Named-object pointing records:

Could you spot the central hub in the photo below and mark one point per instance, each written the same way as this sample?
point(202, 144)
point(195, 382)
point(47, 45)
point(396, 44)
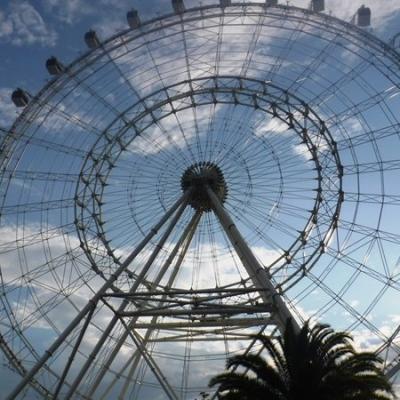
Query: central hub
point(197, 177)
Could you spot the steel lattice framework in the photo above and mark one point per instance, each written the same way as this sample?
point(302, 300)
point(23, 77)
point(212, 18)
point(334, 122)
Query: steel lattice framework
point(189, 182)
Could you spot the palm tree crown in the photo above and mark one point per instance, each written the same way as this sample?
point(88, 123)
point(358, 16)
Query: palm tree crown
point(315, 364)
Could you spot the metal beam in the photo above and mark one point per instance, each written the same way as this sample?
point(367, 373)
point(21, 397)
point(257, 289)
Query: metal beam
point(206, 323)
point(107, 285)
point(216, 309)
point(257, 273)
point(131, 295)
point(107, 331)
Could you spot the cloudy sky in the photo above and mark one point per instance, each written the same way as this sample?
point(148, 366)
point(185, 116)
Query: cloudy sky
point(32, 31)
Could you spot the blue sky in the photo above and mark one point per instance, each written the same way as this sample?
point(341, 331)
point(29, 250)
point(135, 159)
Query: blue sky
point(32, 31)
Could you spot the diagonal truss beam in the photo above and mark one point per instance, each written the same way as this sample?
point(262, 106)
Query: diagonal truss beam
point(258, 274)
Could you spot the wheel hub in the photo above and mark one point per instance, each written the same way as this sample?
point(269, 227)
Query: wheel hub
point(197, 177)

What needs to be done:
In your copy of the listing above, reproduce each line exactly and omit all pictures.

Reply to the task:
Could you spot the central hub in the photo below and mark one point per instance, each written the same way as this sample?
point(202, 144)
point(195, 382)
point(47, 45)
point(396, 44)
Query: central hub
point(197, 177)
Could you spot the steel lattice framework in the photo above and mark one point per instance, each written the same way as this sample?
point(302, 300)
point(23, 77)
point(212, 18)
point(334, 122)
Query: steel lattice framework
point(189, 182)
Could you spot the palm tree crown in the photo above and mark one point per instance, each written the same way as this sample?
point(88, 123)
point(358, 16)
Query: palm tree crown
point(315, 364)
Could you spot the metal beam in the photo above and mark one point per instance, each written the same way as this sample?
point(367, 373)
point(21, 397)
point(257, 289)
Query: metal beam
point(206, 323)
point(107, 285)
point(216, 309)
point(257, 273)
point(131, 295)
point(107, 331)
Could you spot the cloudy sky in the photo above and mark one point per instance, each written the same way as this sample?
point(148, 366)
point(185, 116)
Query: cloudy sky
point(32, 31)
Could you spot the blue sky in the photo above and mark one point per instance, each written the same way as this sample?
point(341, 331)
point(29, 250)
point(135, 159)
Query: blue sky
point(32, 31)
Could you spot the diagonal truss beam in the photo above and mark one point per instance, each written the same way as this sample?
point(262, 106)
Query: diagonal truss beam
point(258, 274)
Could you spot the wheel hub in the photo above and mark one point per instance, each written the same way as this sample?
point(269, 227)
Query: wheel hub
point(197, 177)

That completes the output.